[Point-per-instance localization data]
==*==

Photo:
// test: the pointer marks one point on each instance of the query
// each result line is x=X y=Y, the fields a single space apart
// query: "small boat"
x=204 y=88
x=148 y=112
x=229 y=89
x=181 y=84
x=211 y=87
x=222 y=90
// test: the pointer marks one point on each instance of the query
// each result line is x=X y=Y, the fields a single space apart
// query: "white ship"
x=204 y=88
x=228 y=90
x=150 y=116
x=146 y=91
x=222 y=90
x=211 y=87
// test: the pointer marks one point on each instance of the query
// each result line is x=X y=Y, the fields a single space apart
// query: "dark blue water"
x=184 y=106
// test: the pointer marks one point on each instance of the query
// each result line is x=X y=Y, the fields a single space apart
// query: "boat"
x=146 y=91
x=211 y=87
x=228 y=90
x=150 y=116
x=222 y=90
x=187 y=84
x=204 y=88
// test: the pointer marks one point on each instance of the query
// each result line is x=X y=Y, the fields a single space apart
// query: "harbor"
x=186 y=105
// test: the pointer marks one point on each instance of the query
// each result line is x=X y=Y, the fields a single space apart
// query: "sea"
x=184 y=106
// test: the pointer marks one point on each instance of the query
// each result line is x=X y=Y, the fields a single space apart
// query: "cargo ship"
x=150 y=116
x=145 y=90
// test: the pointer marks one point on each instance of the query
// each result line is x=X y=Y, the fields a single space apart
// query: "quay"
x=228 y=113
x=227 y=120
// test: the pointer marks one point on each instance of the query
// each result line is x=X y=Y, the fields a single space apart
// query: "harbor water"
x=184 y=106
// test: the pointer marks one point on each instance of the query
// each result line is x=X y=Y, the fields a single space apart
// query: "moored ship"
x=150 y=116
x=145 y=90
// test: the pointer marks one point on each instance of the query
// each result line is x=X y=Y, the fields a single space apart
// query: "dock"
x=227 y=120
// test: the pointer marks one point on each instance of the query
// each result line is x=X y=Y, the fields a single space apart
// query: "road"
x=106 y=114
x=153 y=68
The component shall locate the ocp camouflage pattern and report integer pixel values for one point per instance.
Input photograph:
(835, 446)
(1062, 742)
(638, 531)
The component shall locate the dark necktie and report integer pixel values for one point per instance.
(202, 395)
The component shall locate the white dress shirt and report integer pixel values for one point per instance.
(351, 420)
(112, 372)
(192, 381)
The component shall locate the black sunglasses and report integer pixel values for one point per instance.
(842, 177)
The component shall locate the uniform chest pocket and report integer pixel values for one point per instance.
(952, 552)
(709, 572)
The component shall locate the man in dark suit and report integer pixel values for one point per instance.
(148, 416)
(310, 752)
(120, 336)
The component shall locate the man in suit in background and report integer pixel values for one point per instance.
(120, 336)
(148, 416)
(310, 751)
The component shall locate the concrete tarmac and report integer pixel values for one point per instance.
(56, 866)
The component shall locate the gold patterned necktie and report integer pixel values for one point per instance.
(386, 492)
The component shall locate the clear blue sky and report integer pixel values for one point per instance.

==*==

:: Work instruction ::
No line may be left out; the records are to be transcribed in full.

:: Answer to this task ::
Photo:
// test: the pointer marks one point on each instance of the query
// each result line is x=X y=Y, the fields a single space apart
// query: "small boat"
x=204 y=88
x=148 y=112
x=229 y=89
x=181 y=84
x=211 y=87
x=222 y=90
// test: the pointer marks one point on each instance of the query
// each result line is x=X y=Y, the fields a single space apart
// query: "white ship"
x=204 y=88
x=228 y=90
x=150 y=116
x=146 y=91
x=222 y=90
x=211 y=87
// test: the pointer marks one point on each instance of the query
// each result line is x=X y=Y, the fields a single space apart
// query: "dark blue water"
x=184 y=106
// test: the pointer marks one point on each instance of the query
// each result line is x=X y=Y, the fields a single space apart
// query: "boat"
x=146 y=91
x=211 y=87
x=228 y=90
x=150 y=116
x=222 y=90
x=187 y=84
x=204 y=88
// test: the pointer marks one point on each instance of the query
// each result line is x=X y=Y, the fields a single space apart
// query: "harbor"
x=186 y=105
// test: the pointer marks one point on each instance of the query
// each result line is x=X y=Y, the fields a single space apart
// query: "sea"
x=184 y=106
// test: the pointer marks one point on each instance of the query
// each result line is x=X y=Y, the fields a single space apart
// query: "cargo ship"
x=150 y=116
x=145 y=90
// test: the pointer marks one point on each instance of the query
// each result line is x=X y=Y, the fields a single space apart
// query: "quay"
x=228 y=113
x=227 y=120
// test: the pointer marks one point on each instance of the query
// each result line is x=X y=Y, the fields a single space apart
// query: "harbor water"
x=184 y=106
// test: the pointer marks one point on each instance of the query
// each result line is x=X y=Y, the fields a single space apart
// query: "moored ship"
x=150 y=116
x=145 y=90
// test: the pointer marks one point on each instance of the query
// each result line is x=X y=Y, the fields a single space apart
// query: "dock"
x=227 y=120
// test: the pointer marks one point on each instance of the query
// each result line is x=X y=Y, the fields a single space apart
// query: "road"
x=106 y=114
x=153 y=68
The component shall locate the ocp camouflage pattern and report integer pixel values for one point per instance.
Input photograph:
(835, 446)
(1062, 742)
(638, 531)
The component shall locate the dark necktie and report integer pixel values for one point per instance.
(202, 395)
The component shall locate the white dress shirt and report integer pixel values for one point per instance.
(351, 420)
(112, 372)
(192, 381)
The component shall locate the black sunglasses and report integer pixel values for one point per instance.
(842, 177)
The component shall locate the uniform chest pocket and report integer pixel values for one point per instance.
(952, 552)
(709, 572)
The component shall locate the man in dark suit and report integer pixel values for one point per instance.
(148, 416)
(310, 752)
(120, 336)
The component shall locate the man in suit in background and report integer pixel values for one point per instance.
(120, 336)
(148, 416)
(310, 751)
The component shall locate the concrete tarmac and report integer pixel values for one point per instance.
(56, 866)
The component shall locate the gold patterned necktie and report integer pixel values for one point per instance.
(386, 492)
The component shall locate the clear blue sky and report integer pixel values for one point per instance.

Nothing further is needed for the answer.